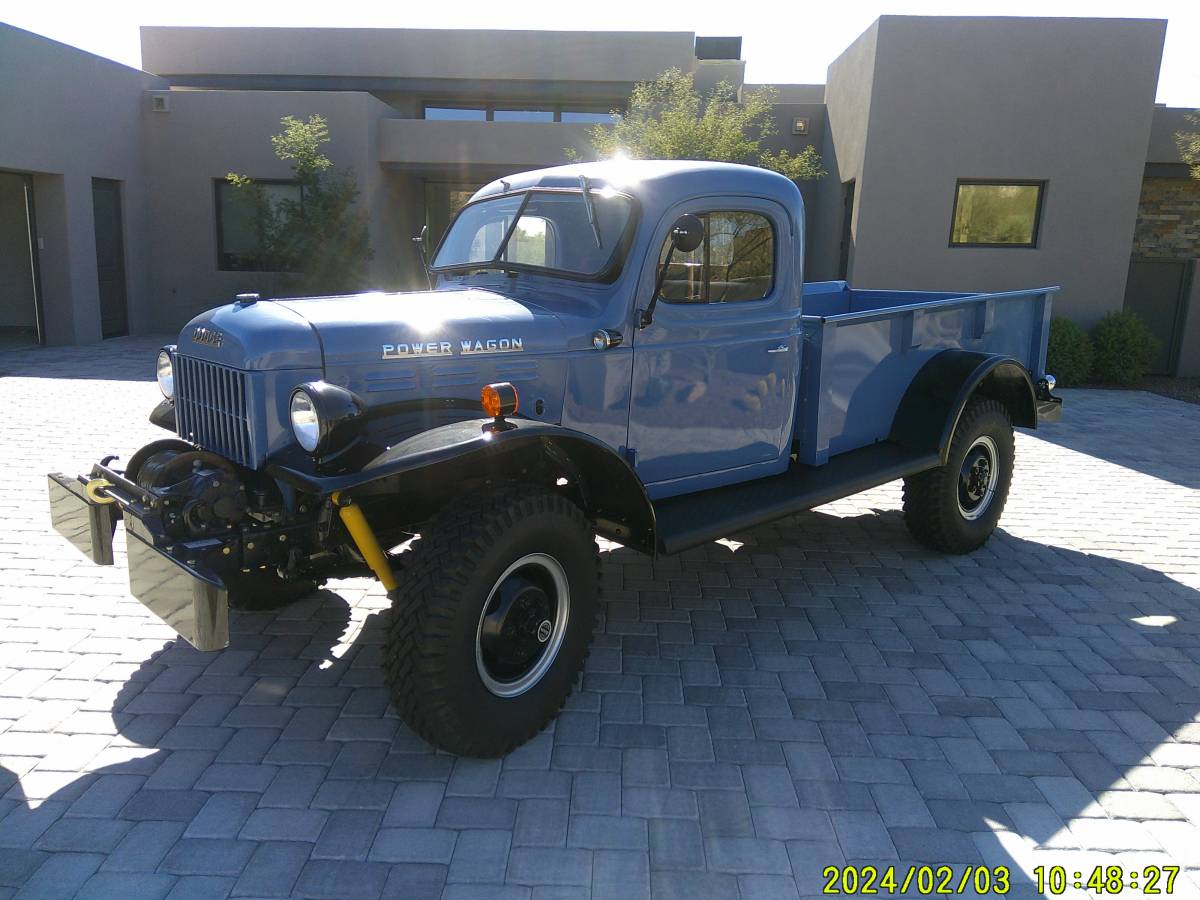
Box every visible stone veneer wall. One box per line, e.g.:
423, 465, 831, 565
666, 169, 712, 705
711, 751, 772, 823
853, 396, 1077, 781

==================================================

→ What is needed: Switch "stone veneer" to "brick" throughout the records above, keeping everything else the same, and leave out the pictures.

→ Exercise output:
Box every visible brick wall. One box per line, e.g.:
423, 465, 831, 565
666, 169, 712, 705
711, 751, 772, 823
853, 396, 1077, 781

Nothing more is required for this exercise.